ページ:
あの日,中島国民学校で被爆して生き残った子どもたちもいます。



原爆が落ちたとき中島小学校にいて生き残った人の話



◆梶山哲男さん(中島本町)・・・・中島国民学校5年      

 その日の朝、梶山さんは七時半に家を出ました。
授業前なので、講堂の2階で、友達とさわいでいました。
そこへ原爆が落とされたのです。

 爆風で講堂はたおれましたが,気づいた時は、柱に少しおさえられているだけでした。
すぐぬけだして、ぺしゃんこになった講堂の屋根づたいに下に下りました。
火のない南の方に逃げようと思って、校門の所へ来た時、
自分の家の2階に部屋を借りていて同級生だった熊川正美君や2、3人の児童がいました。
みなはだしでした。
 舟入から通っていた西野(はっきりと名前は覚えていない)という同級生もそこにいたので、
正美君とその同級生と3人で、その同級生の家の方に逃げることにしました。
舟入にあるその家に寄って少し休みましたが、2人は相談して慈仙寺に帰ってみることにしました。
 舟入川口町から天満川の土手に出て、川すじをたどり、天満川にかかる鉄橋に出ました。
その途中で、たおれていない家があり(その家はどこにあったか思い出せない)、
そこの人からおにぎりをもらいました。                                                
 その後、どこかで少しねたように思います。
そして、電車の線路を目当てに歩き,相生橋に着きました。

指示 1: 被爆体験の証言のうち、「すぐぬけだして、ぺしゃんこになった講堂の屋根づたいに下に下りました。」から始まり「に帰ってみることにしました。」で終わる部分を、一字一句変えずに書き出してください。
指示 2: 以下の項目から、「door」という語を含む行をすべて抜き出し、原文どおりに示してください。

入力資料:
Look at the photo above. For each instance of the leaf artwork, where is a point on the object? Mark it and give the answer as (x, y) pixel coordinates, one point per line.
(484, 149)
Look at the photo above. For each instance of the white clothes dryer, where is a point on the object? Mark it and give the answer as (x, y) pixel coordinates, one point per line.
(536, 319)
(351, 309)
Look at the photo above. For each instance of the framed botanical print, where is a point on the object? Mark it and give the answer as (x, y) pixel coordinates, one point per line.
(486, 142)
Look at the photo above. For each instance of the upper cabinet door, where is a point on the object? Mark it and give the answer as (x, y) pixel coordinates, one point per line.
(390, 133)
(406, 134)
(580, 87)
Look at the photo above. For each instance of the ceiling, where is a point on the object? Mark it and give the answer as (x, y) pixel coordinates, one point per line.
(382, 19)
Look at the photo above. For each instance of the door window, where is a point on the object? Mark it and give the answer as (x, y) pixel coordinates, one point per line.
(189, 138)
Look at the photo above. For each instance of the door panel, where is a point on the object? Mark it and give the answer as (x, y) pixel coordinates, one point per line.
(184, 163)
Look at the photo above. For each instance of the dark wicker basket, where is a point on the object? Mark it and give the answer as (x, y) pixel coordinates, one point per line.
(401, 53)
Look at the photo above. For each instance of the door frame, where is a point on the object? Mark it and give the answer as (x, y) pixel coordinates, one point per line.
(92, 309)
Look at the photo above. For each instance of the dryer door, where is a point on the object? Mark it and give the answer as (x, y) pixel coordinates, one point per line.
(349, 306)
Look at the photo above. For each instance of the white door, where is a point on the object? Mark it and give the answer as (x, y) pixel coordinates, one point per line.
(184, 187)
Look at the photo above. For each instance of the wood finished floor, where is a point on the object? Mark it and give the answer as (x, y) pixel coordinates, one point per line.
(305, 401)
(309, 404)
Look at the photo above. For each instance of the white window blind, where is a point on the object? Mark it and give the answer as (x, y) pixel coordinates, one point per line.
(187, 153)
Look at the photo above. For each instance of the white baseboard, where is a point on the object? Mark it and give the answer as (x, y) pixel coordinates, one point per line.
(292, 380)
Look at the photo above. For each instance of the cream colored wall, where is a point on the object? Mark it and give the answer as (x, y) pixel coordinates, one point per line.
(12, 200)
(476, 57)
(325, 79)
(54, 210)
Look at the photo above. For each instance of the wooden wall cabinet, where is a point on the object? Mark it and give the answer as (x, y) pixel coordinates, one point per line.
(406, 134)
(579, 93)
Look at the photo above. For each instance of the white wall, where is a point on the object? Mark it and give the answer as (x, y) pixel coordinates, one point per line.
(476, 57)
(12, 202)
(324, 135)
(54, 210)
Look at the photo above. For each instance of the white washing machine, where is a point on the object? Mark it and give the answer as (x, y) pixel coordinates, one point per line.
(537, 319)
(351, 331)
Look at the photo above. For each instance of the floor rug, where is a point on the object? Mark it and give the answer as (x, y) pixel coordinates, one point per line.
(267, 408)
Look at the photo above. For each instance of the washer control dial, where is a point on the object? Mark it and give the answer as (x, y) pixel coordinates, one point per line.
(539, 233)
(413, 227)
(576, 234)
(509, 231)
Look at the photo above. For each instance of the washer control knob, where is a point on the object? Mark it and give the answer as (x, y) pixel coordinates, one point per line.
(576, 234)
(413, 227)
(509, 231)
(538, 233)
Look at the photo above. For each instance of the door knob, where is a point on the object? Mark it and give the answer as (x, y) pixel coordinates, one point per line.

回答 1:
すぐぬけだして、ぺしゃんこになった講堂の屋根づたいに下に下りました。
火のない南の方に逃げようと思って、校門の所へ来た時、
自分の家の2階に部屋を借りていて同級生だった熊川正美君や2、3人の児童がいました。
みなはだしでした。
 舟入から通っていた西野(はっきりと名前は覚えていない)という同級生もそこにいたので、
正美君とその同級生と3人で、その同級生の家の方に逃げることにしました。
舟入にあるその家に寄って少し休みましたが、2人は相談して慈仙寺に帰ってみることにしました。

回答 2:
Look at the photo above. For each instance of the upper cabinet door, where is a point on the object? Mark it and give the answer as (x, y) pixel coordinates, one point per line.
Look at the photo above. For each instance of the door window, where is a point on the object? Mark it and give the answer as (x, y) pixel coordinates, one point per line.
Look at the photo above. For each instance of the door panel, where is a point on the object? Mark it and give the answer as (x, y) pixel coordinates, one point per line.
Look at the photo above. For each instance of the door frame, where is a point on the object? Mark it and give the answer as (x, y) pixel coordinates, one point per line.
Look at the photo above. For each instance of the dryer door, where is a point on the object? Mark it and give the answer as (x, y) pixel coordinates, one point per line.
Look at the photo above. For each instance of the white door, where is a point on the object? Mark it and give the answer as (x, y) pixel coordinates, one point per line.
Look at the photo above. For each instance of the door knob, where is a point on the object? Mark it and give the answer as (x, y) pixel coordinates, one point per line.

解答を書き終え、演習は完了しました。